[SET PROBLEM] Everything from the line with "# point at: ocean" to the end of the data should be restated word for word, and nothing before it.

## begin RECORDS SUPPLIED

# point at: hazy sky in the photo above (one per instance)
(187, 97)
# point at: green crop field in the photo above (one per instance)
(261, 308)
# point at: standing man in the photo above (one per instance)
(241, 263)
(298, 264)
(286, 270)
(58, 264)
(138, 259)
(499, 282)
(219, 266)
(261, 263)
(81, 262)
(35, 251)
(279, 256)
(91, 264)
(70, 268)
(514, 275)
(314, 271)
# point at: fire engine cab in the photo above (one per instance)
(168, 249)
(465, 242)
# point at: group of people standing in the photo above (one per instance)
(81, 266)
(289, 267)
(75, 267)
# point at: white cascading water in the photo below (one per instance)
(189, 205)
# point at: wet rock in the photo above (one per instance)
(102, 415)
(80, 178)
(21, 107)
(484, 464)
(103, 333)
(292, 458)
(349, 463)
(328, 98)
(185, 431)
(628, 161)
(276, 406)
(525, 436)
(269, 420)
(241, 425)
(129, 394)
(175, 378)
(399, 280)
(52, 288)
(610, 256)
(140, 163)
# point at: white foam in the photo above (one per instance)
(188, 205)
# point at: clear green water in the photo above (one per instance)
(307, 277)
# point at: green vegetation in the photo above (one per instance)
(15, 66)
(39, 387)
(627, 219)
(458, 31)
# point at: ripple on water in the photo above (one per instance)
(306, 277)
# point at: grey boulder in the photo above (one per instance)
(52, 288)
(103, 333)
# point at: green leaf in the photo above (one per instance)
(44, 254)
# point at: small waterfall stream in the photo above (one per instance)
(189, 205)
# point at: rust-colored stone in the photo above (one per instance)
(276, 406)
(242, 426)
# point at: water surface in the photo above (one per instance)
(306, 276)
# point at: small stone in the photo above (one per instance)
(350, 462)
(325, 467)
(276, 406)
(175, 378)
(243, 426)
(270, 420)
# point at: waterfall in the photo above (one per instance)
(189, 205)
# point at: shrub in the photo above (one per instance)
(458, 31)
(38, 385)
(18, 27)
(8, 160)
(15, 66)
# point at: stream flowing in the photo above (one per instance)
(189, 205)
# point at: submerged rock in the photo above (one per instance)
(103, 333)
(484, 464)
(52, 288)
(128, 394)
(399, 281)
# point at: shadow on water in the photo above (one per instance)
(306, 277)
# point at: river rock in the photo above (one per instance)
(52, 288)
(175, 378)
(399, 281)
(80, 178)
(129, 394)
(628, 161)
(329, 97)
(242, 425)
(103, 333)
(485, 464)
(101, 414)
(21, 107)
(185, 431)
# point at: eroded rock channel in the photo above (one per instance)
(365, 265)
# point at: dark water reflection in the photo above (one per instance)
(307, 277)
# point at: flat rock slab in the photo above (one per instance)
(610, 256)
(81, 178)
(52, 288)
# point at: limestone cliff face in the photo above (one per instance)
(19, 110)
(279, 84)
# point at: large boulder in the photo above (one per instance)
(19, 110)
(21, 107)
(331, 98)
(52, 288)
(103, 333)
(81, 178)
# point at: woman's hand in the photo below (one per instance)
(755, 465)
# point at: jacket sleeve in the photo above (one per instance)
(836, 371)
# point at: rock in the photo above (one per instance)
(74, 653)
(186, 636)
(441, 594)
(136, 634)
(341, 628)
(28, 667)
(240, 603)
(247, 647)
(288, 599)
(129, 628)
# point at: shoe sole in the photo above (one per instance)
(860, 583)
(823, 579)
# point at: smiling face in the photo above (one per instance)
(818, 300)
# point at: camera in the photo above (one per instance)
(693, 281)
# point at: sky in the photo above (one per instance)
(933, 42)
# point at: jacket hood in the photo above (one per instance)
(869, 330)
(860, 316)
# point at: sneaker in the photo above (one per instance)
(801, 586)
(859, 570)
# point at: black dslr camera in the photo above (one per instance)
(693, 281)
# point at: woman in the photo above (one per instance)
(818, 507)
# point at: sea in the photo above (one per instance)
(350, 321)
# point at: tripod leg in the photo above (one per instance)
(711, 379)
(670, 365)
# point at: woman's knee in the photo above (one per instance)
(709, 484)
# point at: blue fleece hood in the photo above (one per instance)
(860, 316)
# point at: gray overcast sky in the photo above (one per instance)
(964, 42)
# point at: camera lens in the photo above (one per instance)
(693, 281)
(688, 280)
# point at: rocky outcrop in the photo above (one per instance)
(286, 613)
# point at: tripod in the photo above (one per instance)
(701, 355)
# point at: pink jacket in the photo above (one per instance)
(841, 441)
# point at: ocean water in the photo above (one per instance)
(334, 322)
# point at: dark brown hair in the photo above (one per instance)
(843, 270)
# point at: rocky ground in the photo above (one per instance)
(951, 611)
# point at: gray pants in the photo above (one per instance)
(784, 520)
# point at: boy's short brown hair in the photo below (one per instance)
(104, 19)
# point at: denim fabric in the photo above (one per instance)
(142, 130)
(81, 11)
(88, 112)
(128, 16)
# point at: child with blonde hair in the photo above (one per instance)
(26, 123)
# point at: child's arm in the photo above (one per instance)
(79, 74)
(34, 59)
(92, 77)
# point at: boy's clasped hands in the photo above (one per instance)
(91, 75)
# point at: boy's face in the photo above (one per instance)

## end RECORDS SUPPLIED

[THE RESULT]
# point at: ocean water in the photo above (one per instance)
(334, 322)
# point at: dark brown hair in the photo above (one per instance)
(843, 270)
# point at: rocky ground in the photo above (one per instance)
(951, 611)
# point at: gray pants in the photo above (one per instance)
(784, 520)
# point at: boy's short brown hair in the photo below (one per instance)
(104, 19)
# point at: denim fabric in the photo above (one per instance)
(142, 130)
(81, 11)
(88, 112)
(128, 16)
# point at: child with blonde hair in the photo above (one per instance)
(26, 123)
# point at: child's arm in the photo above (one per instance)
(79, 74)
(34, 59)
(92, 77)
# point at: boy's clasped hands in the photo above (one per instance)
(91, 75)
# point at: boy's face in the photo above (one per instance)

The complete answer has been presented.